## Written instruction
Everything in the listing should be restated word for word.

_ _ _

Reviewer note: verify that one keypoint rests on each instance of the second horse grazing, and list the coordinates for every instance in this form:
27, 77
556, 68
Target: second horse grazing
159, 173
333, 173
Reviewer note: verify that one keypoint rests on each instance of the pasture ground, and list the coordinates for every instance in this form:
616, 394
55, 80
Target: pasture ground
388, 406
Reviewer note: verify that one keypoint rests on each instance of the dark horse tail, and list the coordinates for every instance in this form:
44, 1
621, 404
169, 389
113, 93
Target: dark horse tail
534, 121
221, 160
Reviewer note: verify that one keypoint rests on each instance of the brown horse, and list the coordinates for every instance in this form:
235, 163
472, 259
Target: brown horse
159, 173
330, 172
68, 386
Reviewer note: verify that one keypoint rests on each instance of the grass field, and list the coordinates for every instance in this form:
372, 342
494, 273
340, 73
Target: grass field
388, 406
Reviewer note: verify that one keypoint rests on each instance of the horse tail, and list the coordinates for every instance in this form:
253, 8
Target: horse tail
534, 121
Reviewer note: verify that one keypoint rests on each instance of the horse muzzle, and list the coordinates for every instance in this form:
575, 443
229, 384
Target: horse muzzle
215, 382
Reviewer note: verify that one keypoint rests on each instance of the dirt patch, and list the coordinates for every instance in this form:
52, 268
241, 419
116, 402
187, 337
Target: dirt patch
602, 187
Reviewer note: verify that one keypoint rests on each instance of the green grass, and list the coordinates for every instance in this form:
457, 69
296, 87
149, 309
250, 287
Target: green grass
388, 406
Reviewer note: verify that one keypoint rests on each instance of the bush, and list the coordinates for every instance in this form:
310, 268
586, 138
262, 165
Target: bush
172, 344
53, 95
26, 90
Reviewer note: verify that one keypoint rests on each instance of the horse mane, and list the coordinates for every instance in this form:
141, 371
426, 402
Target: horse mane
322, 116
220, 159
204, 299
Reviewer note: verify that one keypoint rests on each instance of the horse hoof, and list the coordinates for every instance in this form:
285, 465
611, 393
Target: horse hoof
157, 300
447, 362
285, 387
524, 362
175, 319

_ _ _

## Solution for this problem
Reviewer note: verify that one keypoint rests on each instance of the second horse grazing, and list the coordinates for every instance in this form:
27, 77
556, 68
Target: second horse grazing
159, 173
333, 173
Reviewer note: verify that one keypoint rests on each instance of the pasture ground, and list the coordinates for every instance in this form:
616, 394
55, 80
Target: pasture ground
388, 406
Reviewer note: verify that one keypoint rests on each instance of the dark horse tail, and list the coordinates for every instance in this form:
44, 1
621, 404
169, 389
113, 93
Target: dark horse tail
534, 121
221, 160
Reviewer note: verify that one keypoint rests on each instance of the brown horse, and list the coordinates for every instance in this form:
235, 163
472, 259
Target: brown horse
159, 173
330, 172
68, 386
Reviewer note: verify that one keypoint rests on each instance of the grass field, and list the coordinates for every instance in this form:
372, 342
494, 273
340, 73
Target: grass field
388, 406
Reviewer note: verify that one keypoint rests on each instance of the horse tail, and list the coordinates for every instance in this form:
253, 8
Target: horse tail
534, 121
Reviewer note: verify that one keypoint rests on each instance of the horse muzzle, and list the coordinates for every instance in this form:
575, 443
229, 384
Target: horse muzzle
215, 382
Reviewer note: verify that one keypoint rests on each instance of the dirt patch, and list the coordinates for every instance in this form:
52, 268
241, 419
116, 402
187, 337
Target: dirt patch
602, 187
Reviewer note: verify that one keypoint rests on each instance of the green grass, and list the coordinates for every instance in this form:
457, 69
296, 87
149, 309
250, 287
Target: green grass
388, 406
Reviewer note: verify that one keypoint rests on each instance of the bush, and list the coordinates for every instance in this form:
310, 268
586, 138
262, 165
Target: bush
172, 344
53, 95
26, 90
Reviewer note: verify that one keypoint rests on each instance of the horse mane, and list the coordinates for every instance in this form:
141, 371
426, 402
Target: horse mane
322, 116
220, 159
204, 299
Reviewer note: verify that one keypoint rests on each instance of the horse hoof, and list the coordinates for every instance in this form:
285, 465
611, 393
Target: horse hoof
157, 300
447, 362
285, 387
524, 362
175, 319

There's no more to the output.